Set down, exactly and only, everything from the line containing "positive clicks: (380, 174)" down to the line containing "positive clicks: (464, 245) (459, 252)" in the data below; the pictures are not part of the copy.

Start of Dataset extract

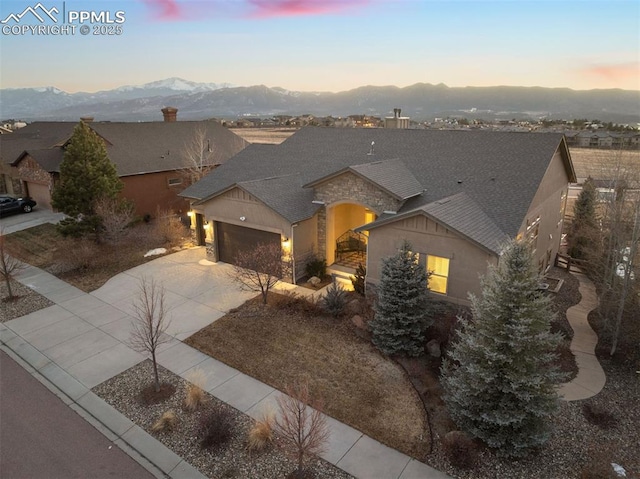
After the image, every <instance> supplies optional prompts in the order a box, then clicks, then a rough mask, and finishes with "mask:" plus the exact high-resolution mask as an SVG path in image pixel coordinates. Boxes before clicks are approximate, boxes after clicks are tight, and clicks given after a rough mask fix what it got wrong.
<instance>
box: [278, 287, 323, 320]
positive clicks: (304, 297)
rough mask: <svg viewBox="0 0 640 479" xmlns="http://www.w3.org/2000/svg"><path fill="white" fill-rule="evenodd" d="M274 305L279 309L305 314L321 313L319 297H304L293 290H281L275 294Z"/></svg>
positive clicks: (314, 313)
mask: <svg viewBox="0 0 640 479" xmlns="http://www.w3.org/2000/svg"><path fill="white" fill-rule="evenodd" d="M274 306H275V307H276V308H278V309H279V310H280V311H286V312H290V313H301V314H305V315H307V316H315V315H318V314H321V313H322V308H321V307H320V304H319V299H318V298H315V297H313V296H311V297H304V296H301V295H299V294H297V293H295V292H293V291H283V292H282V293H281V294H278V295H276V299H275V301H274Z"/></svg>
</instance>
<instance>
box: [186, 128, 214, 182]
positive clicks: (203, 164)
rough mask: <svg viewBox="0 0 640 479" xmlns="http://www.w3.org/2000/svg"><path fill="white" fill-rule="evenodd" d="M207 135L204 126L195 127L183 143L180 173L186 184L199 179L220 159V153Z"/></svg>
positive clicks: (213, 166)
mask: <svg viewBox="0 0 640 479" xmlns="http://www.w3.org/2000/svg"><path fill="white" fill-rule="evenodd" d="M209 136H210V135H209V134H208V133H207V130H206V129H205V128H202V127H200V128H197V129H196V130H195V131H194V133H193V138H192V139H191V140H190V141H189V142H188V143H186V144H185V145H184V148H183V151H182V157H183V164H184V168H183V170H182V174H183V177H184V180H185V183H186V186H188V185H191V184H193V183H195V182H196V181H198V180H200V179H201V178H202V177H203V176H205V175H206V174H207V173H209V172H210V171H211V170H212V169H214V168H215V167H216V166H217V165H218V164H219V163H220V161H221V158H220V153H219V151H218V150H217V149H216V148H215V146H214V145H213V141H212V140H211V138H209Z"/></svg>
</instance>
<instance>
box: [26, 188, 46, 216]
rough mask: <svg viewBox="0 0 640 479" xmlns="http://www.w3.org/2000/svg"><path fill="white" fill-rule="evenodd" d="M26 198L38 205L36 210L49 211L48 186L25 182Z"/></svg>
mask: <svg viewBox="0 0 640 479" xmlns="http://www.w3.org/2000/svg"><path fill="white" fill-rule="evenodd" d="M25 185H26V187H27V188H26V190H27V196H30V197H31V198H33V200H34V201H35V202H36V203H37V204H38V206H37V208H41V209H49V210H50V209H51V193H50V192H49V185H44V184H42V183H35V182H33V181H27V182H25Z"/></svg>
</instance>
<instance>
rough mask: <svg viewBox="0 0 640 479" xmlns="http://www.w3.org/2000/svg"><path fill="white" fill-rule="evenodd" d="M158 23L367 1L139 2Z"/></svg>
mask: <svg viewBox="0 0 640 479" xmlns="http://www.w3.org/2000/svg"><path fill="white" fill-rule="evenodd" d="M142 1H143V2H144V4H145V5H147V7H148V8H149V10H150V13H151V16H152V17H153V18H154V19H155V20H160V21H168V22H171V21H192V20H204V19H206V18H211V17H212V16H214V15H215V16H216V17H221V16H223V17H245V18H254V19H267V18H276V17H294V16H303V15H327V14H332V13H339V12H344V11H346V10H349V9H353V8H354V7H355V8H357V7H362V6H364V5H367V4H369V3H370V1H371V0H350V1H345V0H233V1H231V0H208V1H206V2H203V1H199V0H142Z"/></svg>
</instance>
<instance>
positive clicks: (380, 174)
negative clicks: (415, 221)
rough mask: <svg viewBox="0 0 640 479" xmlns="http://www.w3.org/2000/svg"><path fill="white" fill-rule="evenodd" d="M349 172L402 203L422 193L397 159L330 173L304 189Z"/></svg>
mask: <svg viewBox="0 0 640 479" xmlns="http://www.w3.org/2000/svg"><path fill="white" fill-rule="evenodd" d="M347 171H350V172H351V173H353V174H355V175H357V176H359V177H360V178H363V179H365V180H367V181H369V182H371V183H373V184H374V185H375V186H376V187H378V188H380V189H381V190H383V191H384V192H385V193H387V194H389V195H391V196H392V197H394V198H395V199H397V200H400V201H404V200H406V199H409V198H411V197H413V196H417V195H419V194H421V193H422V189H423V188H422V185H421V184H420V182H419V181H418V180H417V179H416V177H415V176H413V174H412V173H411V171H409V169H408V168H407V167H406V166H405V165H404V163H402V161H400V160H399V159H397V158H396V159H393V160H383V161H373V162H371V163H362V164H359V165H351V166H348V167H346V168H342V169H341V170H339V171H336V172H335V173H331V174H329V175H326V176H324V177H322V178H318V179H317V180H315V181H312V182H310V183H307V184H306V185H304V187H305V188H313V187H315V186H318V185H320V184H322V183H325V182H328V181H331V180H332V179H333V178H335V177H337V176H339V175H342V174H344V173H345V172H347Z"/></svg>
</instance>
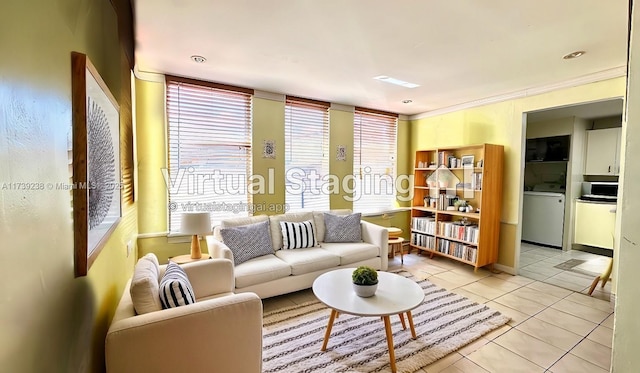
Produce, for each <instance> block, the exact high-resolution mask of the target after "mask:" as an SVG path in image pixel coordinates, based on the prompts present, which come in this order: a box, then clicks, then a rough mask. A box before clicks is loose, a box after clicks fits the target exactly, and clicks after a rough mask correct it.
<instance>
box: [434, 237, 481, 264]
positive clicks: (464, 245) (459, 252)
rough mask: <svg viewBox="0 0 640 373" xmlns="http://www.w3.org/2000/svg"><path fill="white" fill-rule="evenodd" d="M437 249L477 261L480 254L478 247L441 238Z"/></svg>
mask: <svg viewBox="0 0 640 373" xmlns="http://www.w3.org/2000/svg"><path fill="white" fill-rule="evenodd" d="M436 250H437V251H438V252H440V253H443V254H448V255H451V256H455V257H456V258H460V259H464V260H466V261H468V262H471V263H475V262H476V258H477V256H478V248H477V247H475V246H469V245H465V244H462V243H458V242H453V241H448V240H439V241H438V247H437V248H436Z"/></svg>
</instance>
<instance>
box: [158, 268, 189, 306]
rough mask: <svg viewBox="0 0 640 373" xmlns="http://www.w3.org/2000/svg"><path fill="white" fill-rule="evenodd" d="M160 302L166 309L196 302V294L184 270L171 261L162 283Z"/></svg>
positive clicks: (161, 281)
mask: <svg viewBox="0 0 640 373" xmlns="http://www.w3.org/2000/svg"><path fill="white" fill-rule="evenodd" d="M160 302H161V303H162V308H164V309H166V308H174V307H180V306H186V305H187V304H193V303H195V302H196V296H195V293H194V292H193V288H192V287H191V283H190V282H189V278H188V277H187V274H186V273H185V272H184V269H182V267H180V266H179V265H177V264H176V263H174V262H171V261H170V262H169V264H167V270H166V271H165V273H164V276H163V277H162V280H161V281H160Z"/></svg>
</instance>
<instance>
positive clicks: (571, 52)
mask: <svg viewBox="0 0 640 373" xmlns="http://www.w3.org/2000/svg"><path fill="white" fill-rule="evenodd" d="M585 53H587V52H585V51H575V52H571V53H569V54H565V55H564V56H562V58H563V59H565V60H571V59H574V58H578V57H580V56H582V55H583V54H585Z"/></svg>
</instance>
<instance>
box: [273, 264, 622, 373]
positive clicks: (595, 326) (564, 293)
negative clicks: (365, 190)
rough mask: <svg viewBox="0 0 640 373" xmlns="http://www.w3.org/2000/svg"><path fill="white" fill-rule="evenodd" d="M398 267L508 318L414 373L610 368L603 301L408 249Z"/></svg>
mask: <svg viewBox="0 0 640 373" xmlns="http://www.w3.org/2000/svg"><path fill="white" fill-rule="evenodd" d="M532 254H534V253H532ZM532 264H533V263H532ZM400 268H404V269H405V270H407V271H409V272H411V273H412V274H413V275H414V276H416V277H418V278H428V279H429V280H430V281H432V282H433V283H435V284H437V285H439V286H442V287H444V288H446V289H448V290H450V291H453V292H456V293H458V294H461V295H464V296H466V297H468V298H470V299H473V300H475V301H476V302H480V303H485V304H487V305H488V306H489V307H492V308H494V309H496V310H499V311H500V312H502V313H504V314H506V315H508V316H510V317H511V321H510V322H509V323H508V324H507V325H504V326H503V327H501V328H499V329H497V330H495V331H493V332H491V333H489V334H486V335H485V336H483V337H481V338H480V339H478V340H476V341H474V342H472V343H471V344H469V345H467V346H465V347H463V348H462V349H460V350H458V351H456V352H453V353H451V354H449V355H447V356H445V357H444V358H442V359H440V360H438V361H436V362H434V363H432V364H431V365H429V366H427V367H425V368H423V369H421V370H419V371H418V373H425V372H428V373H434V372H446V373H456V372H472V373H477V372H496V373H503V372H527V373H529V372H553V373H562V372H580V373H583V372H589V373H597V372H608V371H609V364H610V360H611V339H612V333H613V330H612V329H613V309H612V307H611V305H610V303H609V302H608V301H605V300H602V299H597V298H594V297H589V296H586V295H584V294H580V293H578V292H575V291H571V290H567V289H564V288H561V287H558V286H554V285H550V284H547V283H544V282H540V281H536V280H533V279H530V278H526V277H522V276H511V275H509V274H504V273H503V274H493V273H491V272H489V271H487V270H483V269H480V270H478V271H477V272H474V271H473V268H472V267H470V266H468V265H464V264H461V263H458V262H455V261H452V260H449V259H446V258H440V257H434V259H429V258H428V257H426V256H422V255H418V254H415V253H412V254H405V256H404V265H401V264H400V258H399V256H396V257H395V258H394V259H390V260H389V270H395V269H400ZM551 277H552V276H551ZM314 299H315V297H314V295H313V293H312V292H311V290H304V291H300V292H296V293H292V294H288V295H283V296H279V297H274V298H269V299H265V300H264V301H263V304H264V311H265V312H269V311H272V310H274V309H278V308H282V307H287V306H291V305H295V304H299V303H302V302H306V301H309V300H314Z"/></svg>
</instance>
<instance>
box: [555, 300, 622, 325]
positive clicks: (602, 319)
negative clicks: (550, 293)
mask: <svg viewBox="0 0 640 373" xmlns="http://www.w3.org/2000/svg"><path fill="white" fill-rule="evenodd" d="M551 308H555V309H557V310H560V311H562V312H566V313H568V314H571V315H574V316H577V317H580V318H582V319H585V320H587V321H591V322H593V323H596V324H600V323H601V322H603V321H604V320H605V319H606V318H607V317H609V315H610V314H611V312H606V311H601V310H598V309H595V308H591V307H588V306H585V305H582V304H580V303H576V302H572V301H570V300H567V299H563V300H561V301H559V302H557V303H554V304H552V305H551Z"/></svg>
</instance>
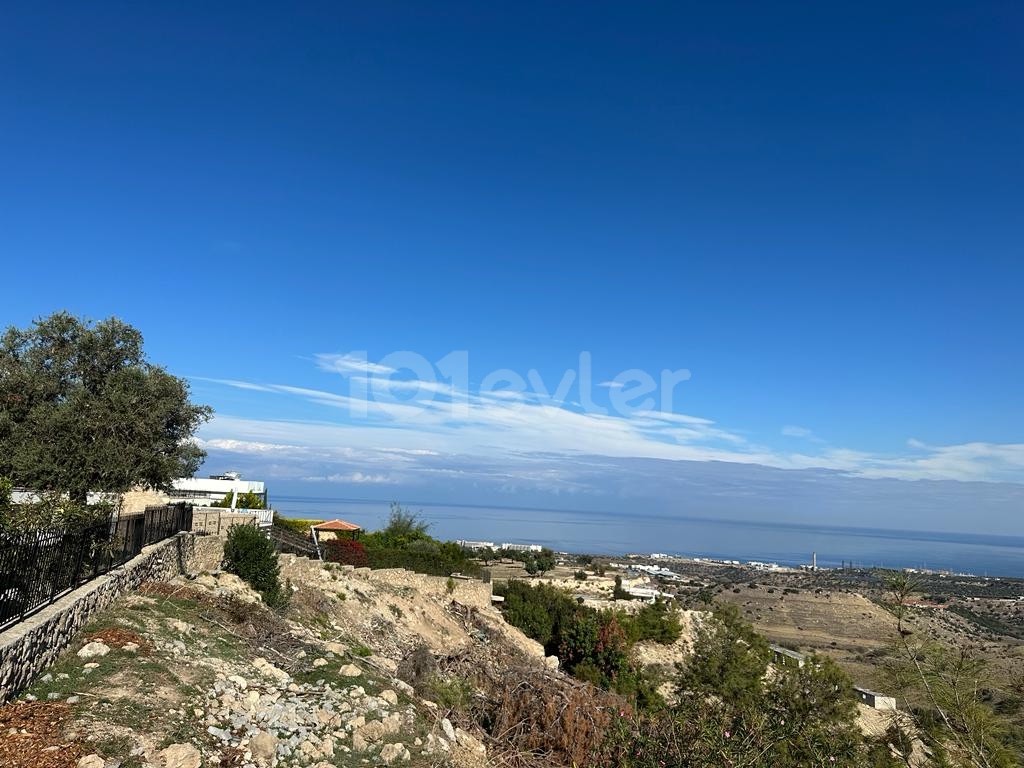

End of Dataset extract

- _Answer to the problem_:
positive clicks: (380, 174)
negative clicks: (415, 221)
rough mask: <svg viewBox="0 0 640 479" xmlns="http://www.w3.org/2000/svg"><path fill="white" fill-rule="evenodd" d="M349 172L402 203L422 193L397 159L330 173L304 189Z"/></svg>
mask: <svg viewBox="0 0 640 479" xmlns="http://www.w3.org/2000/svg"><path fill="white" fill-rule="evenodd" d="M347 171H350V172H351V173H353V174H355V175H357V176H359V177H360V178H363V179H365V180H367V181H369V182H371V183H373V184H374V185H375V186H376V187H378V188H380V189H381V190H383V191H384V192H385V193H387V194H389V195H391V196H392V197H394V198H395V199H397V200H400V201H404V200H406V199H409V198H411V197H413V196H417V195H419V194H421V193H422V189H423V188H422V185H421V184H420V182H419V181H418V180H417V179H416V177H415V176H413V174H412V173H411V171H409V169H408V168H407V167H406V166H405V165H404V163H402V161H400V160H399V159H397V158H396V159H393V160H383V161H373V162H371V163H362V164H359V165H351V166H348V167H346V168H342V169H341V170H339V171H336V172H335V173H331V174H329V175H326V176H324V177H322V178H318V179H317V180H315V181H312V182H310V183H307V184H306V185H304V187H305V188H313V187H315V186H318V185H320V184H322V183H325V182H328V181H331V180H332V179H333V178H335V177H337V176H339V175H342V174H344V173H345V172H347Z"/></svg>
</instance>
Produce, for each <instance> block, the exact high-resolution mask of the target after "mask:" as an SVG path in image pixel coordinates, based on the prompts present, which come in this order: a box, then clicks, then a rough mask. A box before clicks is loose, a box after clicks fits the target exactly, and clicks after a rough mask correct it.
<instance>
box: [434, 237, 481, 264]
positive clicks: (464, 245) (459, 252)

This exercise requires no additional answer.